## EXTRACT
*** Begin section ***
# open_deep_research

**Repository Path**: github-rocks/open_deep_research

## Basic Information

- **Project Name**: open_deep_research
- **Description**: No description available
- **Primary Language**: Unknown
- **License**: Not specified
- **Default Branch**: main
- **Homepage**: None
- **GVP Project**: No

## Statistics

- **Stars**: 0
- **Forks**: 0
- **Created**: 2026-04-28
- **Last Updated**: 2026-04-28

## Categories & Tags

**Categories**: Uncategorized

**Tags**: None

## README

# Open Deep Research
 
Open Deep Research is a web research assistant that generates comprehensive reports on any topic following a workflow similar to [OpenAI](https://openai.com/index/introducing-deep-research/) and [Gemini](https://blog.google/products/gemini/google-gemini-deep-research/) Deep Research. However, it allows you to customize the models, prompts, report structure, search API, and research depth. Specifically, you can customize:

- provide an outline with a desired report structure
- set the planner model (e.g., DeepSeek, OpenAI reasoning model, etc)
*** End section ***
## YOUR ASSIGNMENT
Carry on the open_deep_research repository page from its last line. The entries that follow come from a separate source.

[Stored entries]
*** Begin section ***
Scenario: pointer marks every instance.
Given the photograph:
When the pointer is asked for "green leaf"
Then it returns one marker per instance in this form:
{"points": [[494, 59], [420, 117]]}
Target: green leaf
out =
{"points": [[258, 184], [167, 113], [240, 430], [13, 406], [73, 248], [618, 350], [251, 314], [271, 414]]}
*** End section ***
## WRITTEN RESPONSE
- give feedback on the plan of report sections and iterate until user approval 
- set the search API (e.g., Tavily, Perplexity) and # of searches to run for each research iteration
- set the depth of search for each section (# of iterations of writing, reflection, search, re-write)
- customize the writer model (e.g., Anthropic)

![report-generation](https://github.com/user-attachments/assets/6595d5cd-c981-43ec-8e8b-209e4fefc596)

## 🚀 Quickstart

Ensure you have API keys set for your desired tools.

Select a web search tool (by default Open Deep Research uses Tavily):

* [Tavily API](https://tavily.com/)
* [Perplexity API](https://www.perplexity.ai/hub/blog/introducing-the-sonar-pro-api)

Select a writer model (by default Open Deep Research uses Anthropic Claude 3.5 Sonnet):

* [Anthropic](https://www.anthropic.com/)
* [OpenAI](https://openai.com/)
* [Groq](https://groq.com/)

Select a planner model (by default Open Deep Research uses OpenAI o3-mini):

* [OpenAI](https://openai.com/)
* [Groq](https://groq.com/)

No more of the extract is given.